» ЗАДАНИЕ: Установите, согласуются ли с фрагментом о поминальном огне следующие утверждения: (a) душа умершего могла прилететь на свечу в виде мотылька или мушки; (b) в момент смерти домочадца огонь очага полагалось поддерживать непрерывно до погребения; (c) новый огонь высекали в церкви в Вербное воскресенье. Для каждого утверждения ответьте «да» или «нет» и приведите дословно решающие слова фрагмента.

=== ЦИТИРУЕМЫЙ ФРАГМЕНТ ===

В годовщину смерти и в известные поминальные дни души мертвых могут навещать своих близких, возвращаться к родному дому, поэтому, чтобы указать им путь, живые зажигали для них свечи.
В такие моменты огонь вновь играл роль если не медиатора, то знака, указывающего «идущей гостить» душе конечную точку ее пути, место, где ее ждут.
А для живых огонь становился объектом наблюдения, позволяя не только узнавать о «приходе» ожидаемой гостьи, но и «понимать» (а, значит, и удовлетворять) некоторые из ее желаний.
Ранее, например, уже упоминалась распространенная примета того, что душа умершего вьется поблизости, — посиневшее пламя свечи. Другая, тоже известная, — мухи и мотыльки, летящие на огонь, вьющиеся вокруг огня. Поскольку были представления, по которым душа умершего могла покинуть тело в виде мотылька или мухи (иногда маленькой, иногда белой), то мотыльком или мушкой душа вполне могла прилететь на зажженную в Рождественский сочельник свечу.
«В Херсонской губ. утверждают, что если не будет роздана заупокойная милостыня, то душа умершего явится в виде ночной бабочки и будет виться вокруг зажженной свечки. Увидав таковую, родственники умершего на другой же день собирают и кормят нищих». Еще более влекущим, чем огонь обрядовой свечи, для души покойного оказывается огонь семейного очага.
Примет, связанных с печным огнем или тягой в печной трубе в поминальное время, у славян тоже немало: «...если головня или уголек выпадет из печи или трещит огонь в трубе, говорили, что это душа в огне мечется»; если пламя в очаге в день всех святых потрескивало и давало много искр, считалось, что это души мертвых «просят есть», и тогда их «кормили», бросая в огонь крошки хлеба и щепотку соли; слышится завывание ветра в трубе — «чья-то душа родная жалуется, что ее не поминаем»; гул в трубе — душа покойника пришла и т. д.
С семейным или родовым (своим) огнем связывался один из многочисленных запретов, возникавших для живых с отправлением погребальных и поминальных обрядов, — запрет давать в поминальное время свой огонь «на вынос». В момент смерти домочадца (особенно в случае смерти хозяина или хозяйки) традиция требовала, чтобы огонь очага был потушен и заново зажжен уже по погребении умершего, следовательно, все время нахождения покойника в доме и домочадцы, и само жилище оказывались лишенным защиты родового огня.
Здесь необходимо помнить о том, что родовой огонь считался чистым — это был освященный огонь, вынесенный из церкви с богослужения, и потому он наделялся магической и охранительной силой (вообще освящение огня происходило в четверг, пятницу или субботу накануне Пасхи, на Рождество, в канун Крещения; а новый огонь высекали в церкви во время службы в Страстную субботу и приносили домой с помощью свечей, древесного гриба или освященных в Вербное воскресенье веток).

=== СОДЕРЖИМОЕ НАБОРА ДАННЫХ ===

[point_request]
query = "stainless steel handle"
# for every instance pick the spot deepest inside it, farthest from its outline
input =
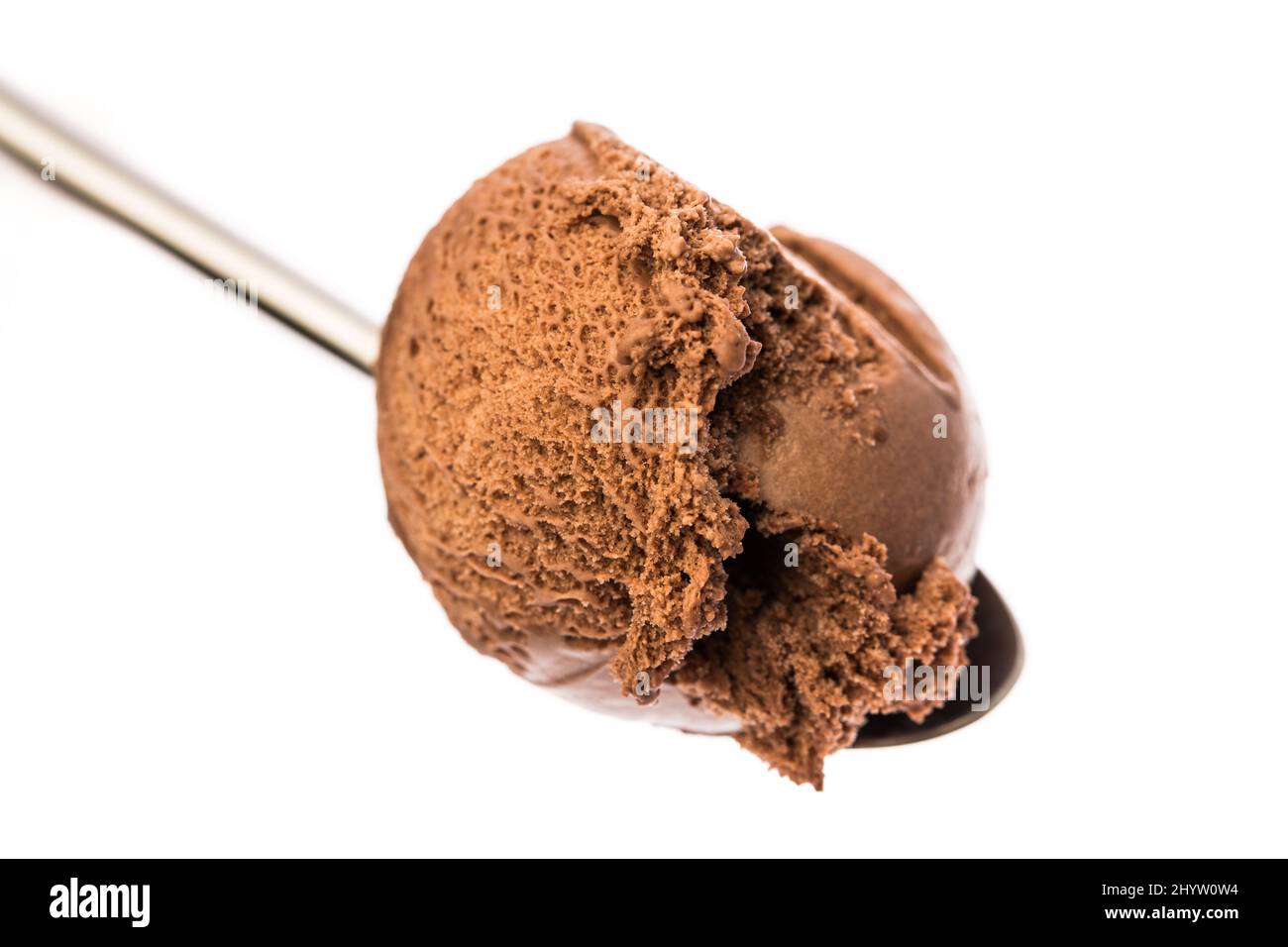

===

» ОТВЕТ К ЗАДАНИЮ:
(a) Да: «мотыльком или мушкой душа вполне могла прилететь на зажженную в Рождественский сочельник свечу».
(b) Нет: «традиция требовала, чтобы огонь очага был потушен и заново зажжен уже по погребении умершего».
(c) Нет: «а новый огонь высекали в церкви во время службы в Страстную субботу».